_Problem set_
**A.** Answer these from the thyroid cancer grant text:
(i) Which organization awarded the 2018 Research Grant?
(ii) What share of thyroid malignancies worldwide does ATC represent?
(iii) Who is Director of the MGH Thyroid Cancer Research Laboratory?
**B.** Render this sentence from the thyroid cancer grant text in Spanish: "New strategies against the disease are urgently needed."
**C.** Pick up the thyroid cancer grant text after its final sentence and keep writing it.

_Page text_
The American Thyroid Association has awarded a 2018 Research Grant to Miles Miller, PhD, principal investigator at the Massachusetts General Hospital Center for Systems Biology and Assistant Professor of Radiology at Harvard Medical School. Dr. Miller's research project is titled "Co-opting tumor-associated macrophages in anaplastic thyroid cancer to enhance immune-checkpoint blockade response."

Treatment of advanced metastatic cancer has seen a revolution over the last several years, as new therapeutic strategies have become successful at harnessing the power of the immune system to durably attack malignant and mutated cancer cells. Immune-checkpoint blockade therapies targeting programmed-death 1 (PD1) signaling on T-cells have been successful in the treatment of solid cancers, including heavily mutated melanomas and lung cancers. Unfortunately, these treatments only work in a fraction of patients, and resistance is often associated with the presence of a type of tumor-promoting immune cell: the tumor-associated macrophage. Highly aggressive anaplastic thyroid cancers (ATC) can contain extremely high levels of these macrophages, which may be why drug resistance is so common in these cancers.

Although ATC represents less than 10% of thyroid malignancies worldwide, it contributes to a disproportionately high fraction of deaths from thyroid cancer, ranging from 15 to 50% by some estimates. Ongoing clinical trials are testing PD1-targeted immunotherapy, but initial indications suggest large numbers of patients will not see durable responses. Thus, a clear need exists to understand the mechanisms: Why doesn't ATC respond better to immune-checkpoint blockade or to other advanced biologic therapies? New strategies against the disease are urgently needed.

This project will bring together new techniques for simultaneously imaging the delivery and action of biologics in tumors in vivo, combined with expertise in mouse models of metastatic thyroid cancer, to offer fundamental, mechanistic knowledge of how specific drugs work or fail in ATC. Strikingly little is known about how much of a given drug accumulates in ATC, what the heterogeneity of drug accumulation is across primary tumors and metastases, and how drug exposure ultimately impacts response or nonresponse.

Dr. Miller's laboratory recently discovered that tumor-associated macrophages critically influence the delivery and action of biologic therapies (including PD1-targeted drugs) and may be co-opted to synergistically improve drug response. ATC shows special promise for this approach, as macrophages outnumber tumor cells themselves in some ATC cases. New unpublished findings reveal ATC-macrophage content can increase substantially with targeted therapy. Dr. Miller's approach promises to clarify the relationships between drug exposure and trajectories of cell response or resistance, which are monitored over time using fluorescent readouts of immune activity and tumor-cell killing. Dr. Miller hypothesizes that variability in local macrophage levels will play a key role in mediated drug response, especially at sites of metastasis, and aims to test whether combination treatments can repurpose macrophages for enhancing treatment efficacy.

This project will leverage the recent discoveries of Miller's lab into the function and therapeutic potential of tumor-associated macrophages, along with expertise and compelling new observations from Sareh Parangi, MD, Director of the MGH Thyroid Cancer Research Laboratory, who for over a decade has developed and tested treatment strategies in an impressive array of advanced, preclinical, metastatic thyroid cancer models.

Dataset records
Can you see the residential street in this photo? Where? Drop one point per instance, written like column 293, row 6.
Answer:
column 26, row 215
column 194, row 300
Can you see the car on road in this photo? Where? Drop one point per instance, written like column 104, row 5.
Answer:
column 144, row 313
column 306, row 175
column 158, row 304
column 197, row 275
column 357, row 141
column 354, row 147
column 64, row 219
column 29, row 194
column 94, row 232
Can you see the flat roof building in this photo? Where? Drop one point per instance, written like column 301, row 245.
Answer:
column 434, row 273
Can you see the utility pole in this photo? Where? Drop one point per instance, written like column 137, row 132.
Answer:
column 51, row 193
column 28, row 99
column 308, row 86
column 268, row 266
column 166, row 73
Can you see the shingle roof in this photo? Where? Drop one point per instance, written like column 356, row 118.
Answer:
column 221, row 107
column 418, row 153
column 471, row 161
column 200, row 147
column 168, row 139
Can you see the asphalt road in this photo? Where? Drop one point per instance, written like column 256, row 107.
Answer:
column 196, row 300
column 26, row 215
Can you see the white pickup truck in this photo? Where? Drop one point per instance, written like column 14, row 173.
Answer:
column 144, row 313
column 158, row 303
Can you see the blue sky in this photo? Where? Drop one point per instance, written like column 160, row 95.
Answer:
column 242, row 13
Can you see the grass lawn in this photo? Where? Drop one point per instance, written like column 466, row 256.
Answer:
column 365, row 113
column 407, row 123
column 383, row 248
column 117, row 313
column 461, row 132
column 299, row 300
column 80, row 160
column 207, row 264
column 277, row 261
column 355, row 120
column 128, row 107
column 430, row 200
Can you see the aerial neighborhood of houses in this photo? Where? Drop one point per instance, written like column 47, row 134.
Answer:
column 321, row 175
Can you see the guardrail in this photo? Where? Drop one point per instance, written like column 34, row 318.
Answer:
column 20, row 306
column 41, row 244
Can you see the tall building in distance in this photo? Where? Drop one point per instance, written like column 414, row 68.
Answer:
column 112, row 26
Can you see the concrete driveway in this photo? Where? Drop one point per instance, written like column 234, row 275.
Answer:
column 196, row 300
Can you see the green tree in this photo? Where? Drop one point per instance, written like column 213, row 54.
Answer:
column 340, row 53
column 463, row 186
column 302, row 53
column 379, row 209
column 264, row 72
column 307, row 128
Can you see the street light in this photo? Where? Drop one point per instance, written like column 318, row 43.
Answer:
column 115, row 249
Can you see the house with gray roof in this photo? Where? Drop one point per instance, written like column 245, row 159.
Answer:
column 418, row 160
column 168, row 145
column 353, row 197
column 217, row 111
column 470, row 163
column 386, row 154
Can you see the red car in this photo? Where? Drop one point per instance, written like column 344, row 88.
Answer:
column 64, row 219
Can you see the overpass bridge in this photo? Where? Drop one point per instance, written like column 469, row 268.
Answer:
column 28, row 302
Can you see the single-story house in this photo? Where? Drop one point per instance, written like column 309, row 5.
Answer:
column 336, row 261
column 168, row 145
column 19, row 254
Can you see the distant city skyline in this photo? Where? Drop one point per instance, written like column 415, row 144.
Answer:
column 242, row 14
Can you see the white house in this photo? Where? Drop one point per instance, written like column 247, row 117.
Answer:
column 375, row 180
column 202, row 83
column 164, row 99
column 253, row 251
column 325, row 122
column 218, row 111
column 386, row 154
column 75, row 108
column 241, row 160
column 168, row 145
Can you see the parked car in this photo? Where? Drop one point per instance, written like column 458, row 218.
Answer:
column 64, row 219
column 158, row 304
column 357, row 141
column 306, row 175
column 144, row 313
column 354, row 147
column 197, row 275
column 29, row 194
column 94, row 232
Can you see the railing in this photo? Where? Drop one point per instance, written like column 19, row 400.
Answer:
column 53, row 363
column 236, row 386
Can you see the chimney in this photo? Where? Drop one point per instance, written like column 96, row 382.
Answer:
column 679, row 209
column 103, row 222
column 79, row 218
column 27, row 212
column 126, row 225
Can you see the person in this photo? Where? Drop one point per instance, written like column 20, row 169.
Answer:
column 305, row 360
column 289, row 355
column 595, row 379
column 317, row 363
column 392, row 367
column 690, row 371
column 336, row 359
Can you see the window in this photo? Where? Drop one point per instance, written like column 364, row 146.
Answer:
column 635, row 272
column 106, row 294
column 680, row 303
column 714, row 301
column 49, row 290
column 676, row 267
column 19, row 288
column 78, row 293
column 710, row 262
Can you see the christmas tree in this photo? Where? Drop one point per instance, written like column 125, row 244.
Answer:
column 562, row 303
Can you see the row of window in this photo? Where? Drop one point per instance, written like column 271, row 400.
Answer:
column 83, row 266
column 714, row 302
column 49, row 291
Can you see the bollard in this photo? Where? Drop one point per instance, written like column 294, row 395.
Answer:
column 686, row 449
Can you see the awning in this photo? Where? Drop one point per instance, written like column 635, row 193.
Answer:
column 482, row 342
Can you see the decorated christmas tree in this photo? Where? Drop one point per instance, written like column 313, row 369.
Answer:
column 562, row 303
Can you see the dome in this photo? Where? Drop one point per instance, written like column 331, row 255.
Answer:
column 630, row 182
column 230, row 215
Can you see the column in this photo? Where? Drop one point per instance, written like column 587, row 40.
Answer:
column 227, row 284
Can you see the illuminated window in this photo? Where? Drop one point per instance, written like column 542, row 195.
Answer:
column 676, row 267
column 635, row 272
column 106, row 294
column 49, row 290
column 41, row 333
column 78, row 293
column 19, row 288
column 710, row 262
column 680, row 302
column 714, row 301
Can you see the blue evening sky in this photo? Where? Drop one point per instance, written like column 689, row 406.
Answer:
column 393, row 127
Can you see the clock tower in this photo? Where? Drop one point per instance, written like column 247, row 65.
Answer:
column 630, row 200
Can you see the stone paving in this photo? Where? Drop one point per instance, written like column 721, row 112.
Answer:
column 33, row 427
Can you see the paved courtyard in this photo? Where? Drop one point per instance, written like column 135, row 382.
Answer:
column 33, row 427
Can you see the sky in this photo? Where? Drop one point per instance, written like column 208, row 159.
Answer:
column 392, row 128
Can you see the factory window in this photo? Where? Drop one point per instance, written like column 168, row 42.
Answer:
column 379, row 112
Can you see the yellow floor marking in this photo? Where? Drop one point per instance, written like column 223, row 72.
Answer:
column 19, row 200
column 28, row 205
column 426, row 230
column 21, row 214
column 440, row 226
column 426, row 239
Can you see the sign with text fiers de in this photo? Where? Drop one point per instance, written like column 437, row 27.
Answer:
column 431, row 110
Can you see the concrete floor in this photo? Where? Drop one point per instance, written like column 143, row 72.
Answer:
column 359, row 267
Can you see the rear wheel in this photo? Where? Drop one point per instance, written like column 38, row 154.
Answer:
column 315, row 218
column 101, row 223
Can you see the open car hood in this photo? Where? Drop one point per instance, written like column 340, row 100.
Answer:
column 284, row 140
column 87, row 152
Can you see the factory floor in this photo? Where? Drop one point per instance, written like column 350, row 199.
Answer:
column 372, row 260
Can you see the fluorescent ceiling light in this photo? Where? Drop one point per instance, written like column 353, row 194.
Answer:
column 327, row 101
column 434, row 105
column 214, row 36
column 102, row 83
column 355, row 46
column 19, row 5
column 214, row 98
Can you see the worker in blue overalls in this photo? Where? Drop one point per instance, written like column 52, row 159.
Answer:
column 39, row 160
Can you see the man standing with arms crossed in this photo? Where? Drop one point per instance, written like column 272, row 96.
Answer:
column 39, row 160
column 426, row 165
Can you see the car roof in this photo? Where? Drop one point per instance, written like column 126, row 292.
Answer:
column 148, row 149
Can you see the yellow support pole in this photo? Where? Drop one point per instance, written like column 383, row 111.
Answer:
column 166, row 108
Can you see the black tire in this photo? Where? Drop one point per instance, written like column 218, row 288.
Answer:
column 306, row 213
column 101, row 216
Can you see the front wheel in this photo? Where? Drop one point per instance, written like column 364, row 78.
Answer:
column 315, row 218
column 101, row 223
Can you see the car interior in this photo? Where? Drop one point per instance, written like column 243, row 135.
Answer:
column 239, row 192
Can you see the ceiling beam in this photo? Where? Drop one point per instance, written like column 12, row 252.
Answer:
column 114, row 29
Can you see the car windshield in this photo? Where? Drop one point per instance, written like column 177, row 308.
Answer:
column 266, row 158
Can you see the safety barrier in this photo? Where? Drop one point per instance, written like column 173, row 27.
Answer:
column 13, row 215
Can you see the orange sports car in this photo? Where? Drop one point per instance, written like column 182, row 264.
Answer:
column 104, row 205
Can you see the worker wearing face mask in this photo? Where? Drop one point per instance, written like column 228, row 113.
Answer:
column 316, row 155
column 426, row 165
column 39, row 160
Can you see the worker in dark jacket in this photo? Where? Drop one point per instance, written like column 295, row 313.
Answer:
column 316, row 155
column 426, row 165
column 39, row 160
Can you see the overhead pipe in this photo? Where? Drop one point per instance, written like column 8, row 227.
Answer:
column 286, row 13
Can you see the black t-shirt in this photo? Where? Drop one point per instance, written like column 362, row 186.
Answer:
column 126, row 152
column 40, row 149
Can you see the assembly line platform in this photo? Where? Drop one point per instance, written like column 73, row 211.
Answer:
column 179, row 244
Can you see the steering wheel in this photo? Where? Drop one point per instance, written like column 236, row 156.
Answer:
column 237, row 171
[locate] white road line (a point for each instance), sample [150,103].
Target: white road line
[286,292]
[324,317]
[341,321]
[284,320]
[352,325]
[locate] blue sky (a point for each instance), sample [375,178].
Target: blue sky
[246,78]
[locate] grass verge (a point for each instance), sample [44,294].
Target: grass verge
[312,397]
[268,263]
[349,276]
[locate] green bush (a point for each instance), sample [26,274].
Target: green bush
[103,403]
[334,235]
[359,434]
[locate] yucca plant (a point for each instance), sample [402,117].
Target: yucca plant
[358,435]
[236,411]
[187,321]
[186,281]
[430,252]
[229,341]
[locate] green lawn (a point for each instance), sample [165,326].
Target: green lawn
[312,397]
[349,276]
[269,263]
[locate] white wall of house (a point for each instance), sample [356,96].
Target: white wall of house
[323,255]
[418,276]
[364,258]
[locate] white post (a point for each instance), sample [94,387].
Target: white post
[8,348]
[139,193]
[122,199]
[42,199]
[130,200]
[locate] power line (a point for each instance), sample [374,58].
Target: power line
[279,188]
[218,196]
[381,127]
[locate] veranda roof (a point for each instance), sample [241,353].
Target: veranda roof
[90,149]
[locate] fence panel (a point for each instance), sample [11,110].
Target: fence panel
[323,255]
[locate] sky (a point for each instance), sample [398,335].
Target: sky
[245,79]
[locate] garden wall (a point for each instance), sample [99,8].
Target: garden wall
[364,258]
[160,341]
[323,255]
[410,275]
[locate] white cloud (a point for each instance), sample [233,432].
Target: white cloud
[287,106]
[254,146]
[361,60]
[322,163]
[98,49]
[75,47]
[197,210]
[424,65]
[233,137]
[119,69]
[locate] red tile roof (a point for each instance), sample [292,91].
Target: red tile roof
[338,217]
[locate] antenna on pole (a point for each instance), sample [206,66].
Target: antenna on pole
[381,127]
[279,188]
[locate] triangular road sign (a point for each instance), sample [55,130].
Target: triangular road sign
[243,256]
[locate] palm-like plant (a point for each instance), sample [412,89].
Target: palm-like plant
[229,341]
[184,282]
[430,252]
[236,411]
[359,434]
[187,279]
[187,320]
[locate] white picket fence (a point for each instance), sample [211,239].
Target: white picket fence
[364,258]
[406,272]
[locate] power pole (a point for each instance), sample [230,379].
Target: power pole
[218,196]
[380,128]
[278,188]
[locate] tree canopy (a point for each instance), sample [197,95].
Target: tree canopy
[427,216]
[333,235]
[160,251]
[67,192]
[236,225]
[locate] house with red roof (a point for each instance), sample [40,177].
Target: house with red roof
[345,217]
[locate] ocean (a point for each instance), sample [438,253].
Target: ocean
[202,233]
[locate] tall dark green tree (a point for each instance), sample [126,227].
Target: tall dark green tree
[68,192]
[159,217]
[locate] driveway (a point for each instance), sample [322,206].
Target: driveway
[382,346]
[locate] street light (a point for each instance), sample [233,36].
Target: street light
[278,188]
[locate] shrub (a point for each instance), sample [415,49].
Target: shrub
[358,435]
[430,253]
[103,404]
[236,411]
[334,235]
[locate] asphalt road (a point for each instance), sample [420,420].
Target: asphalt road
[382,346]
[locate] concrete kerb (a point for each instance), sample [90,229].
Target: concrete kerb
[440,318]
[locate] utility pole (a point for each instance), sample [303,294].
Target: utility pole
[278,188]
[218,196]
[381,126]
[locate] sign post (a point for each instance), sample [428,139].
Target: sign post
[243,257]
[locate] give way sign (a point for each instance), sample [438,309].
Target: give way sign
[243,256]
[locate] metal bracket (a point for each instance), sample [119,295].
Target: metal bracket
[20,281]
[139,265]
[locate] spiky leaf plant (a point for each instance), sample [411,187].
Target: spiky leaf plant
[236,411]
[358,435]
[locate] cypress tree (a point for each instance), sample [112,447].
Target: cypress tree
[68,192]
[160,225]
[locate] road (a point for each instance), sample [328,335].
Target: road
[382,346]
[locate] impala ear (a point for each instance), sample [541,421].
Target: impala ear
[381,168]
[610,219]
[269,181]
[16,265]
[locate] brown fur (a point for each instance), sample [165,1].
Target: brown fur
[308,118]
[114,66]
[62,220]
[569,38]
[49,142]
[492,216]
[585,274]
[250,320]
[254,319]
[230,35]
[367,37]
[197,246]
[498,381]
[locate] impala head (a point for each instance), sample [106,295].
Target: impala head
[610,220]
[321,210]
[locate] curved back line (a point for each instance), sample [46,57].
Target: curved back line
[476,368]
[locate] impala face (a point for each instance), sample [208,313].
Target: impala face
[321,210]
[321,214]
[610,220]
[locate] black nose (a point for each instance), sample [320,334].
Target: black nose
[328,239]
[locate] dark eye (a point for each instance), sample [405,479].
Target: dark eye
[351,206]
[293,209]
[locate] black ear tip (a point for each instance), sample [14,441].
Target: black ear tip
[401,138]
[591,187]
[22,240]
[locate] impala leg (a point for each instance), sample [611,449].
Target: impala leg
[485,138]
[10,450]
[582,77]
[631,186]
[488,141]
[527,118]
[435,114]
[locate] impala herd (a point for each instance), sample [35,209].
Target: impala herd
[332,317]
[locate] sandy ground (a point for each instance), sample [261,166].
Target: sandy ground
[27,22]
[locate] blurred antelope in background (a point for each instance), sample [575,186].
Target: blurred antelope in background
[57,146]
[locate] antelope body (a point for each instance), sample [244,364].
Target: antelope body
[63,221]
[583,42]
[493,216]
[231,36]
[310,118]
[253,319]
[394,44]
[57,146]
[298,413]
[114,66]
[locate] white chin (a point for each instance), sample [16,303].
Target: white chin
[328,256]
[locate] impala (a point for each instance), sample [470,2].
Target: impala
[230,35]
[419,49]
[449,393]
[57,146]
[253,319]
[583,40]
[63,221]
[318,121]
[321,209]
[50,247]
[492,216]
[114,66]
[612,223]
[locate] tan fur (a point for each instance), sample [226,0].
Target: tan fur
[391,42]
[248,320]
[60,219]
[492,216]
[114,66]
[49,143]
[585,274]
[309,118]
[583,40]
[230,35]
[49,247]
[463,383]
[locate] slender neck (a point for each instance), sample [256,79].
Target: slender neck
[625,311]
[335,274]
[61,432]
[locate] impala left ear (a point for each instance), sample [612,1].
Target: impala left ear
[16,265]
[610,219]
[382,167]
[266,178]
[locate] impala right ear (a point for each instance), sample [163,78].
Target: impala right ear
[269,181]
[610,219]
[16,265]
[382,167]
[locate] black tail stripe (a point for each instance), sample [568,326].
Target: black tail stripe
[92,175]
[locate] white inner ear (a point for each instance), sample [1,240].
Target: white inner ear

_Numbered responses_
**A.**
(i) The American Thyroid Association
(ii) Less than 10%
(iii) Sareh Parangi, MD

**B.** Se necesitan con urgencia nuevas estrategias contra la enfermedad.

**C.**
In addition to serving as a principal investigator at the Massachusetts General Hospital Center for Systems Biology and Assistant Professor of Radiology at Harvard Medical School, Dr. Miller is also a faculty member of the Harvard Bioinformatics and Integrative Genomics PhD Program. For the last 10 years he has developed new approaches and technologies for parsing mechanisms of drug action and cancer behavior in disease microenvironments from a quantitative, network-level perspective. He has extensive training and publications in computational modeling, multivariate statistics, in vivo microscopy, nanotechnology, and cancer pharmacology. As an NIH-funded postdoctoral fellow, he developed new techniques for imaging the in vivo transport, cellular uptake, and pharmacodynamics of novel chemotherapeutic formulations at a single-cell level within live tumor models. Dr. Miller received a Ph.D. from the Massachusetts Institute of Technology Department of Biological Engineering. He graduated summa cum laude from Princeton University.

Dr. Antonio Di Cristofano, Chair, ATA Research Committee, says, "The ATA research grant program represents a unique and invaluable mechanism to foster the development of a new generation of basic, translational, and clinical researchers. Through this program, we allow these outstanding young scientists to test innovative hypotheses and generate preliminary data that will give them a significant competitive advantage when applying for traditional NIH-type funding.

This year we received 63 applications from 18 countries, spanning the whole spectrum of thyroid-related research. While, through a rigorous process, we have selected the most promising projects for funding, at the same time we regret we had to leave behind a number of excellent proposals. We are extremely thankful for the support we receive from members and organizations, including thyroid cancer survivors, which makes this outstanding program possible and allows the ATA to nurture the next generation of leaders in thyroidology."

The American Thyroid Association (ATA) has awarded 99 thyroid research grants totaling over $2.8 million since the inception of the Research Fund. In addition, the ATA rigorously manages the selection of research projects and the distribution of over $1.8 million generously donated to the ATA specifically for research grants from: ThyCa, the Thyroid Cancer Survivors' Association, Inc.; Bite Me Cancer; and the Thyroid Head and Neck Cancer Foundation.

The Thyroid Cancer Survivors' Association, Inc. (ThyCa), has provided funding since 2003 in support of 72.5 special research grants totaling $2,084,375 focused on thyroid cancer and medullary thyroid cancer. In 2018 ThyCa is supporting half of a new medullary thyroid cancer grant with Bite Me Cancer, two new thyroid cancer research grants, and four renewing grants. ThyCa is a member of the ATA Alliance for Patient Education. Find out more at www.thyca.org.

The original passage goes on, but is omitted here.